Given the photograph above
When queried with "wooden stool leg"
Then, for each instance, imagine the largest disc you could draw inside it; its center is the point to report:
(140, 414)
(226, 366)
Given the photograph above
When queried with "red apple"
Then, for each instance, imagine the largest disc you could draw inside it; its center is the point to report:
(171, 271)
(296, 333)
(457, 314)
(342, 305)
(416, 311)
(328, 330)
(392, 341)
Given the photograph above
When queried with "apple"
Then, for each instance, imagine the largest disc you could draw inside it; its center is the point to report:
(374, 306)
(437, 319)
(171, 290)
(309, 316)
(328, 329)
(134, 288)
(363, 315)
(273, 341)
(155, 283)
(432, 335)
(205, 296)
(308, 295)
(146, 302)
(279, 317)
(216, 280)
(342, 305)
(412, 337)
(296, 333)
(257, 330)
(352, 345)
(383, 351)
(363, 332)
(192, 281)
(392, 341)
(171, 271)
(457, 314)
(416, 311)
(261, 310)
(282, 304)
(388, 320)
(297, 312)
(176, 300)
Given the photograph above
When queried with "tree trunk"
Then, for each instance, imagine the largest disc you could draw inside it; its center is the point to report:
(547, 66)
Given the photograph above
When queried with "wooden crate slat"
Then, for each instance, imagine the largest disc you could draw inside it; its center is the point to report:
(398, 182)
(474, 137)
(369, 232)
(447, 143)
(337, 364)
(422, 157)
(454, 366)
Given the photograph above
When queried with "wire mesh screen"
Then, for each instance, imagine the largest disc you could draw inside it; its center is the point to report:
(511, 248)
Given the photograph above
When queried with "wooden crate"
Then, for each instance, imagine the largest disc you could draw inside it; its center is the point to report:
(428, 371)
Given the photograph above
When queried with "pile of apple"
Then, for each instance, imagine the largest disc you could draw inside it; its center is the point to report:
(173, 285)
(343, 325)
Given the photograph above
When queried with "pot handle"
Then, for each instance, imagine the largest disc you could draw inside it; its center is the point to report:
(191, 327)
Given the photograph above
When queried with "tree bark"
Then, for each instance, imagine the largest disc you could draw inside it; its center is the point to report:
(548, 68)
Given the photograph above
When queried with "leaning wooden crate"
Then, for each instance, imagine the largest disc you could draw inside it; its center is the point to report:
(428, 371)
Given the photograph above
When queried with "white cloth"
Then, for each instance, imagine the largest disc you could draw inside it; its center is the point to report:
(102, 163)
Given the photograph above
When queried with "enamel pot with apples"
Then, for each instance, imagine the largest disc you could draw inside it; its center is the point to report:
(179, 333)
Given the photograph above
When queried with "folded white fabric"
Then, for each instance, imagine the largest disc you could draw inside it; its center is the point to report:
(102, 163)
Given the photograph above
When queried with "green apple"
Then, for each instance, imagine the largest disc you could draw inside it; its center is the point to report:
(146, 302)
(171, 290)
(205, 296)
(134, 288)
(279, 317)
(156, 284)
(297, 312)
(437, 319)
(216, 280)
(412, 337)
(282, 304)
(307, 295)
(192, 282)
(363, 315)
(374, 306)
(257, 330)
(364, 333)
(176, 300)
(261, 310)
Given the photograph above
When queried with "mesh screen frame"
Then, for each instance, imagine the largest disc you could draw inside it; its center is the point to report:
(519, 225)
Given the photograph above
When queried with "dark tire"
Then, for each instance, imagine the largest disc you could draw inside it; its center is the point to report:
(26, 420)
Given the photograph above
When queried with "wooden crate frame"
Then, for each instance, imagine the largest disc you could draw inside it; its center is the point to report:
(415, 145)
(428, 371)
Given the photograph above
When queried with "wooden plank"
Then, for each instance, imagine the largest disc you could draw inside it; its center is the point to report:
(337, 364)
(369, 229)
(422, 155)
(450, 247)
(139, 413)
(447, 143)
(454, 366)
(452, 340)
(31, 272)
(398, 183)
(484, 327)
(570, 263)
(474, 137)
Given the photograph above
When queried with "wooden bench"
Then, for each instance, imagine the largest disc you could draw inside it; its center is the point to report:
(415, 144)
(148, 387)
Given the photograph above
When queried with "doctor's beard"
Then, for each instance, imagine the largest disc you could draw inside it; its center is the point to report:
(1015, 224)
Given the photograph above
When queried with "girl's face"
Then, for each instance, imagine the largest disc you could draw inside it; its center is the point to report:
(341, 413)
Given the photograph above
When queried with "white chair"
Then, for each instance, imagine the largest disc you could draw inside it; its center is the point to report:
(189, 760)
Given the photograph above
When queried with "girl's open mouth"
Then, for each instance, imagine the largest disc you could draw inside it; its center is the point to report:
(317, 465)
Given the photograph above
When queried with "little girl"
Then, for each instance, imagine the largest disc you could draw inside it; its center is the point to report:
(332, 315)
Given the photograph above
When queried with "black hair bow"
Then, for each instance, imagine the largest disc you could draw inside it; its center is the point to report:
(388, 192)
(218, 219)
########
Exercise prompt:
The full set of records, transcribed exactly, is the answer.

Task result:
Given the photograph above
When queried with "wooden stool leg"
Then, for each instance, imagine the largest disc you could draw inside it; its center is the point to report:
(140, 414)
(226, 366)
Given the photograph above
When queried with "red apple"
Then, for each instance, imagine the largest disc you could draw inside it; its center is the point to report:
(171, 271)
(296, 333)
(457, 314)
(342, 305)
(416, 311)
(328, 330)
(392, 341)
Given the photograph above
When queried with "apple"
Then, for each instance, imagine the largest disc you could draw inside it; its center is the point to report:
(374, 306)
(437, 319)
(171, 290)
(309, 316)
(328, 329)
(134, 288)
(363, 315)
(273, 341)
(155, 283)
(432, 335)
(205, 296)
(308, 295)
(146, 302)
(279, 317)
(216, 280)
(342, 305)
(412, 337)
(296, 333)
(257, 330)
(352, 345)
(383, 351)
(363, 332)
(192, 281)
(392, 341)
(171, 271)
(457, 314)
(416, 311)
(261, 310)
(282, 304)
(388, 320)
(297, 312)
(176, 300)
Given the photograph above
When queried with "tree trunk"
Then, for each instance, imagine the largest disc you could draw inside it; its center is the point to report:
(547, 66)
Given the photograph above
When queried with "wooden crate slat"
Then, for each instance, imagine the largest disc you could draw inside it; its center is the point to report:
(398, 182)
(474, 137)
(369, 232)
(447, 143)
(337, 364)
(422, 157)
(454, 366)
Given the photograph above
When queried with "wire mesh screen"
Then, for each instance, imagine the largest disc you could draw inside it; its center is the point to report:
(511, 248)
Given the photograph above
When queried with "wooden crate"
Then, for each instance, imagine the largest disc you could draw inside it; its center is the point to report:
(428, 371)
Given the photograph above
When queried with "pile of apple"
Then, for each instance, imagine the largest disc you could draw inside it; its center is the point to report:
(173, 285)
(343, 325)
Given the photograph above
When queried with "pot handle"
Then, for each instance, imagine the largest disc you could draw inside it; its center is the point to report:
(191, 327)
Given the photograph above
When queried with "tree bark"
Then, for each instance, imagine the largest disc you could draw inside it; its center is the point to report:
(548, 68)
Given the photograph above
When queried with "leaning wooden crate"
Then, for each instance, imagine the largest disc you could draw inside it; its center is the point to report:
(428, 371)
Given the photograph above
When queried with "white cloth"
Then, for each instance, imagine the largest disc you could draw inside it; its center is the point to report:
(102, 163)
Given the photograph above
When queried with "enamel pot with apples"
Then, for each instance, imagine the largest disc you could draw inside it; its center is the point to report:
(179, 333)
Given the photograph above
When queried with "folded white fabric"
Then, for each instance, imagine the largest disc you could draw inside it; its center is the point to report:
(102, 163)
Given the photograph above
When queried with "green apple"
Then, for each instance, imagine the largest disc you could draw inside it; its center is the point to report:
(146, 302)
(171, 290)
(205, 296)
(134, 288)
(279, 317)
(156, 284)
(297, 312)
(437, 319)
(216, 280)
(412, 337)
(282, 304)
(307, 295)
(192, 282)
(363, 315)
(374, 306)
(257, 330)
(364, 333)
(176, 300)
(261, 310)
Given the photograph above
When queried with "mesh screen frame"
Then, for each instance, imagine the largest disc you could draw inside it; its center is the point to report:
(519, 225)
Given the photograph above
When queried with "dark tire"
Then, for each instance, imagine the largest disc you could draw inside it; its center is the point to report:
(26, 420)
Given the photograph above
When queried with "wooden crate frame"
Then, for each instance, imagine the largest disc you could draw inside it; its center is the point to report:
(415, 145)
(428, 371)
Given the photograph above
When queried with "wooden plank"
Then, for each instance, imagine the largest disc you could draw inside it; its center is the point to report:
(337, 364)
(369, 229)
(422, 155)
(450, 247)
(139, 413)
(447, 143)
(454, 366)
(452, 340)
(31, 272)
(398, 183)
(484, 327)
(570, 263)
(474, 137)
Given the photograph above
When queried with "wooden bench"
Then, for each instance, imagine the largest disc you could draw inside it; its center is the point to report:
(415, 144)
(148, 387)
Given the photograph above
When queried with "doctor's beard"
Then, for each instance, imagine the largest disc you could draw inside it; its center is the point to report:
(1015, 224)
Given the photograph above
When queried with "girl's face"
Then, for each instance, imagine the largest disc you could draw inside it; its center is the point to report:
(341, 413)
Given the photograph above
When queried with "white chair"
Then, for each instance, imagine the largest disc you could draw inside it; its center is the point to report:
(189, 760)
Given the photograph above
When queried with "girl's open mouth"
Then, for each instance, imagine the largest disc you could draw inside it; its center is the point to report:
(317, 465)
Given the photograph above
When queried with "little girl"
Then, for each instance, imagine the largest disc you could draw inside it; its center is the point to report:
(332, 315)
Given the photograph above
When queried with "black hair bow"
Then, for each instance, imagine the largest disc you could draw inside it; its center is the point to report:
(388, 192)
(218, 219)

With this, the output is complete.